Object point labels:
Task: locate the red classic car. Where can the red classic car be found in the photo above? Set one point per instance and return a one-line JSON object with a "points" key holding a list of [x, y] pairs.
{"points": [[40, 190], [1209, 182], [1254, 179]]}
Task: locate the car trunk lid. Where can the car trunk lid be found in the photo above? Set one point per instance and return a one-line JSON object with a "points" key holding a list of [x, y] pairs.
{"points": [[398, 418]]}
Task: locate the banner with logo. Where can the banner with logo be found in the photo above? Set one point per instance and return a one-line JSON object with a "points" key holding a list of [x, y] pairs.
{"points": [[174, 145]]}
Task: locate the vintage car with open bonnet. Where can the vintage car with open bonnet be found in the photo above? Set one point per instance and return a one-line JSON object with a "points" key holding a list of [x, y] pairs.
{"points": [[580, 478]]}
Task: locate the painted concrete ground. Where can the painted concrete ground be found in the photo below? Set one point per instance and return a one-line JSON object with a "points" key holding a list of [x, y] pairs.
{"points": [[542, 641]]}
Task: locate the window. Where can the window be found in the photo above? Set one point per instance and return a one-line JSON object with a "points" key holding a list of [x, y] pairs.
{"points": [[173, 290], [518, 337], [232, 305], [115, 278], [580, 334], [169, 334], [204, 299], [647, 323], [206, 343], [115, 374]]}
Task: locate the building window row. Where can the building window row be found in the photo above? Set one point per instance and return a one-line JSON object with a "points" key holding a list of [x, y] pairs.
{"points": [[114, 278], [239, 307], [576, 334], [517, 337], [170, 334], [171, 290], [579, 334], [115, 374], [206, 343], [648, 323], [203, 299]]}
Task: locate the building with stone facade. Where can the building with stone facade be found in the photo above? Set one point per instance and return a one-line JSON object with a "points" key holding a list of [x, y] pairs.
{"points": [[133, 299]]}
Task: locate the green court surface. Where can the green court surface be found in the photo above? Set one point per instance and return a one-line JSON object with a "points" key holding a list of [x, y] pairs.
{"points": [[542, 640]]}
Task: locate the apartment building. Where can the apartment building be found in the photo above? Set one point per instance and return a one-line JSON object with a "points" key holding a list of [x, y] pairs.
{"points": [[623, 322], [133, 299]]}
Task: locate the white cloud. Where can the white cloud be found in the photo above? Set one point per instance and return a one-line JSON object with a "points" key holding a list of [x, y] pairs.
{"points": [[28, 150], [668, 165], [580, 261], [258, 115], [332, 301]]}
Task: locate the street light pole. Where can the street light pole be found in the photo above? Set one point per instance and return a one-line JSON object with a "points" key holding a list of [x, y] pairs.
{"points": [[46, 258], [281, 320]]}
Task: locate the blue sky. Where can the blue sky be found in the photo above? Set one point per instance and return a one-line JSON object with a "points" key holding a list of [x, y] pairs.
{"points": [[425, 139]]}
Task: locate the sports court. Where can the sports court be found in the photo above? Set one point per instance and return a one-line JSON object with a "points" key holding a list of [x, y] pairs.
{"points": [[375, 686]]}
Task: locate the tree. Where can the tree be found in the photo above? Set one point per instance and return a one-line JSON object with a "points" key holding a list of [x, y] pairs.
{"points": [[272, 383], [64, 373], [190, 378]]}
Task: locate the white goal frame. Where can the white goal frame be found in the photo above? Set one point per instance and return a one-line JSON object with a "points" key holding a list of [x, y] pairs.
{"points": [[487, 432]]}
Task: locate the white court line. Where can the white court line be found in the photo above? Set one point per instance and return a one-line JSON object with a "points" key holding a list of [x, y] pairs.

Written task: Write out the whole listing again, exactly as it stands.

Task result:
Task: locate the red classic car. Where can the red classic car be found in the photo above? Set one point per instance and return a one-line JSON object with a "points" key holding a list of [x, y] pairs.
{"points": [[40, 190], [1209, 182], [1254, 179]]}
Task: locate the car trunk lid. Where can the car trunk lid be found in the photo above? Set one point per instance and return a one-line JSON object with a "points" key holding a list of [x, y] pairs.
{"points": [[398, 418]]}
Task: locate the banner with logo. Where can the banner with logo be found in the photo above? Set one point per instance and return a one-line JSON object with a "points" key holding a list of [x, y] pairs.
{"points": [[174, 145]]}
Task: locate the vintage car with open bonnet. Where can the vintage car with open bonnet be found in the photo above? Set one point per instance and return a one-line JSON object with a "points" key holding a list of [x, y] pairs.
{"points": [[580, 478]]}
Task: locate the painted concrete ground. Where can the painted concrete ground be found in the photo below? Set one point per instance and return a one-line JSON object with a "points" key holding a list of [x, y] pairs.
{"points": [[542, 641]]}
Task: locate the window. Where can the window be found in the photo above? Set one point per instance and return a one-line JSON object with a "points" key holding a list of [x, y] pairs.
{"points": [[173, 290], [518, 337], [232, 305], [115, 278], [580, 334], [169, 334], [204, 299], [647, 323], [206, 343], [115, 374]]}
Task: locate the building window row. Where can the building window row be found in the photo above? Set one point per instance and return a one-line JSON object with a "points" key holding a list of [x, y] pairs.
{"points": [[114, 278], [239, 307], [576, 334], [517, 337], [170, 334], [171, 290], [579, 334], [115, 374], [206, 343], [648, 323], [203, 299]]}
Task: locate the building with stone facade. Where can the building with stone facade be found in the photo above? Set one point per instance and return a one-line JSON object with a "points" key holding a list of [x, y] pairs.
{"points": [[133, 299]]}
Task: locate the green court surface. Where can the green court surface be found in the photo above? Set one point per instance and return a one-line JSON object with a "points" key holding a list of [x, y] pairs.
{"points": [[542, 640]]}
Task: locate the apartment building. Where can the apartment building be found in the photo above? Set one point per instance and return a one-line JSON object with a "points" key holding a list of [x, y] pairs.
{"points": [[623, 322], [133, 299]]}
Task: locate the white cloud. Where can the white cloud be found in the photo above? Set one point per instance and return a one-line JSON object with a "points" key holding a list of [x, y] pairs.
{"points": [[28, 150], [668, 165], [580, 261], [258, 115], [332, 301]]}
Task: locate the street light pole. Where can the street light pole be found in the photo above? Set one point per instance and return a one-line JSON object with a "points" key holding a list of [x, y] pairs.
{"points": [[46, 258], [281, 320]]}
Task: locate the blue sky. Where can the blue sky be found in the photo above? Set one point per instance and return a one-line JSON object with a "points" key holding a list of [x, y] pairs.
{"points": [[425, 139]]}
Task: locate the sports court. Where can the sports court be found in the photo above? Set one point per instance and return a one-line JSON object with a "points" key holding a list of [x, y] pairs.
{"points": [[375, 686]]}
Task: locate the tree. Where can the tree be found in the photo above? Set one point per instance and return a one-line JSON object with a "points" key holding a list of [x, y] pairs.
{"points": [[272, 383], [64, 373], [190, 378]]}
Task: locate the white goal frame. Where can the white goal frame be found in the photo above? Set one point per instance and return a one-line JSON object with a "points" key holding a list of [x, y] pairs.
{"points": [[487, 432]]}
Task: locate the white court line. Where can the white court line be found in the photo above? Set one point per instance and return a one-line JSON object with a "points" key holding a list of [x, y] pairs.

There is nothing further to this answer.